### [REQUIRED ACTIONS]
a) Translate this sentence from the text on shellfish and kelp farming into Spanish: "Many Alaska restaurants serve local shellfish; it is one of the few non-frozen local seafoods available for purchase year-round."
b) Reproduce the part of the text on shellfish and kelp farming between "Supporting Habitat: Kelp" and "of the seabed.", inclusive.
c) Rewrite the paragraph of the text on shellfish and kelp farming that begins "Regulating: A single oyster" as a short bulleted list that keeps its main facts.
TEXT SHOWN: Begin
Shellfish and kelp farming are zero input activities -- we add zero water, zero food, and zero fertilizer. Instead the products we produce give back to the environment providing a variety of ecosystem services in four broad categories: provisioning our community with nutritious foods and materials, regulating water quality, supporting nutrient cycling and nursery habitats, and culturally enhancing recreational activities, tourism and employment in our communities. At a time when tax dollars are being spent on research into coastal resiliency, mariculture is a low impact industry with a high benefit to coastal resiliency.
Provisioning: Not only are shellfish a nutritious low carbon footprint protein, land farmers in local communities are using shells and kelp from local growers to enrich their soils providing them with organic alternatives that are not shipped up from outside. Kelp and shellfish can play an important role in carbon sequestration, and some countries are actually beginning to pay their growers for this service through carbon credit systems.
Regulating: A single oyster is capable of filtering 50 gallons of water per day, reducing nitrogen, phytoplankton and inorganic particles in surrounding waters helping to control overall overabundance of phytoplankton. This nutrient cycling is critical especially in areas where there has been a drastic reduction in intertidal clam populations, which provided that ecosystem service to smaller coves in the past. Studies have shown that robust populations of shellfish can suppress and modulate harmful blooms of phytoplankton. Now that we are seeing warmer water temperatures and increases in Harmful Algal Blooms (HABs) statewide, this is an important ecosystem service to all wildlife in areas with active mariculture activities.
Supporting Habitat: Kelp grows very dense close to the nutrients provided by farmed shellfish, shellfish farm-sites and gear provide a rich nursery habitat for a wide diversity of vertebrate and invertebrate organisms -- worms, snails, sea squirts, sponges, crabs, shrimp and juvenile fish. The overall ecological result is greatly enhanced biodiversity in shellfish habitat compared to surrounding areas of the seabed.
Cultural Services: Many Alaska restaurants serve local shellfish; it is one of the few non-frozen local seafoods available for purchase year-round. And having commercially grown shellfish readily available locally can relieve pressure on wild clam harvests. Fishermen, recreational boaters, and kayakers recognize the habitat benefits, as they are frequently attracted to come close to farms where fishing opportunities are rich, and otter and diving duck viewing is optimal.
At Jakolof Bay Oyster Co, we are committed to growing a safe and traceable product, providing fair wages to our workers, sharing our waters with our community and producing clean fresh tasty oysters.
TEXT SHOWN: End
EXTRACTED DATA: Begin
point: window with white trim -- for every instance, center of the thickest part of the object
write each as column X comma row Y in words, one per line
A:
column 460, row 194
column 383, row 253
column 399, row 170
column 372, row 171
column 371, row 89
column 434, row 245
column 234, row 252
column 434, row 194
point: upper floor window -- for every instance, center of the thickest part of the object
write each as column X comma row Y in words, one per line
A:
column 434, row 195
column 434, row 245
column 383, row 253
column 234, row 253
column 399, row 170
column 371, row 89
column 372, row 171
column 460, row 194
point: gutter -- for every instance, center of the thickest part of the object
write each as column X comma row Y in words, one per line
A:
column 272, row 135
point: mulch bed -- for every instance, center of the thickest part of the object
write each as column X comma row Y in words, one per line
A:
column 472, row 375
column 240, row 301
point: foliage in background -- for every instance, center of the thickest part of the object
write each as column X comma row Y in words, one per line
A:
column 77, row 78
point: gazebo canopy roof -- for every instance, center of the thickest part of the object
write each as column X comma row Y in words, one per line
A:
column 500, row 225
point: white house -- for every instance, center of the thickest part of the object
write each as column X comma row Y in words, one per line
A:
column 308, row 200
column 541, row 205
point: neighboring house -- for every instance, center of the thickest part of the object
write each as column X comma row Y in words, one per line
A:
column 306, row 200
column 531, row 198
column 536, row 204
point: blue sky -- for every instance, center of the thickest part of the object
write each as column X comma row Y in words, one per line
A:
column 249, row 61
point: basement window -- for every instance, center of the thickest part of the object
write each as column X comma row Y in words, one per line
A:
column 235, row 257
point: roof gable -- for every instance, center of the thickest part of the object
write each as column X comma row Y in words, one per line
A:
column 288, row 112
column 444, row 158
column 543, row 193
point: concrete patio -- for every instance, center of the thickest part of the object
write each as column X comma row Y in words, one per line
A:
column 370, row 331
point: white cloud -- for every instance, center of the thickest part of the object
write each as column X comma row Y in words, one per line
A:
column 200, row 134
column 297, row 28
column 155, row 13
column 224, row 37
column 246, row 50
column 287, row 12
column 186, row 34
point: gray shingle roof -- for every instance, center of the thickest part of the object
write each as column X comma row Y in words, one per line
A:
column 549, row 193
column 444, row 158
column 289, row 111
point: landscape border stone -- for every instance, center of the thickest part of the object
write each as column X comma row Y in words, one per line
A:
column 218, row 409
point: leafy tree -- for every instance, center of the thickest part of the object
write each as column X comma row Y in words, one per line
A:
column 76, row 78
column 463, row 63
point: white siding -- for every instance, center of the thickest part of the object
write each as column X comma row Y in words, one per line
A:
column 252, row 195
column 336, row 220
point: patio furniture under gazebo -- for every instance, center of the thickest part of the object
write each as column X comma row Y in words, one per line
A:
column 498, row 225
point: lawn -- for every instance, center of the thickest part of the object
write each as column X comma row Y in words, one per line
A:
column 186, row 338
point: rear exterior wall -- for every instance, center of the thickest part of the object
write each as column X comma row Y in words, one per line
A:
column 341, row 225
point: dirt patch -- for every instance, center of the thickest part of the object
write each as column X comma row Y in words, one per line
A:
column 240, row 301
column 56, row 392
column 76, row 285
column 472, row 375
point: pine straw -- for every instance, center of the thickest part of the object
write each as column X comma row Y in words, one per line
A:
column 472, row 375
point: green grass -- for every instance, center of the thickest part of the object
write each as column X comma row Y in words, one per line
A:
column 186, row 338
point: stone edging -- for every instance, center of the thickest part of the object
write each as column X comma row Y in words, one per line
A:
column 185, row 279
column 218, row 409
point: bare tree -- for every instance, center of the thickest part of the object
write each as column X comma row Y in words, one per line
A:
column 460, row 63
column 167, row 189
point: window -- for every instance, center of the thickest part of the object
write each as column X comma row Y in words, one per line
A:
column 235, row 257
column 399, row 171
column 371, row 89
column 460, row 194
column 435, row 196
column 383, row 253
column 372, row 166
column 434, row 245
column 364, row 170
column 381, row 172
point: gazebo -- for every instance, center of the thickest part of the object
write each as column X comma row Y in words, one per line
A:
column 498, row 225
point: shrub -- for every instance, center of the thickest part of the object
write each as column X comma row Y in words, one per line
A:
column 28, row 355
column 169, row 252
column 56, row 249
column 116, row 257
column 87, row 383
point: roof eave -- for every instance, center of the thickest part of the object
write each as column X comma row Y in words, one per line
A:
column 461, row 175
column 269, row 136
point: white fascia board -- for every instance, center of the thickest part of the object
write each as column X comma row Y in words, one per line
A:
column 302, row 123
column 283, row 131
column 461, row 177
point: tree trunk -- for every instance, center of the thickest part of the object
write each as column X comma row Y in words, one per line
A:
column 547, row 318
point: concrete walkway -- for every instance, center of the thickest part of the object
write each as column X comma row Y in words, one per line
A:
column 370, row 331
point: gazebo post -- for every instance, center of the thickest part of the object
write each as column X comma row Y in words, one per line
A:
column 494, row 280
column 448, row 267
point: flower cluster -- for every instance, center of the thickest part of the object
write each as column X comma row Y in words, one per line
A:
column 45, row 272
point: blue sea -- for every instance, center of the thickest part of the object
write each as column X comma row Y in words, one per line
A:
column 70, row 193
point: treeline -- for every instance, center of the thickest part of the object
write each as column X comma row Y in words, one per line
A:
EXTRACTED DATA: End
### [SOLVED TASKS]
a) Muchos restaurantes de Alaska sirven mariscos locales; es uno de los pocos productos del mar locales no congelados que se pueden comprar durante todo el año.

b)
Supporting Habitat: Kelp grows very dense close to the nutrients provided by farmed shellfish, shellfish farm-sites and gear provide a rich nursery habitat for a wide diversity of vertebrate and invertebrate organisms -- worms, snails, sea squirts, sponges, crabs, shrimp and juvenile fish. The overall ecological result is greatly enhanced biodiversity in shellfish habitat compared to surrounding areas of the seabed.

c)
- A single oyster can filter 50 gallons of water per day, reducing nitrogen, phytoplankton and inorganic particles and helping control phytoplankton overabundance.
- This nutrient cycling is critical where intertidal clam populations, which once provided this service to smaller coves, have drastically declined.
- Studies show robust shellfish populations can suppress and modulate harmful phytoplankton blooms.
- With warmer water and more Harmful Algal Blooms (HABs) statewide, this service matters to all wildlife in areas with active mariculture.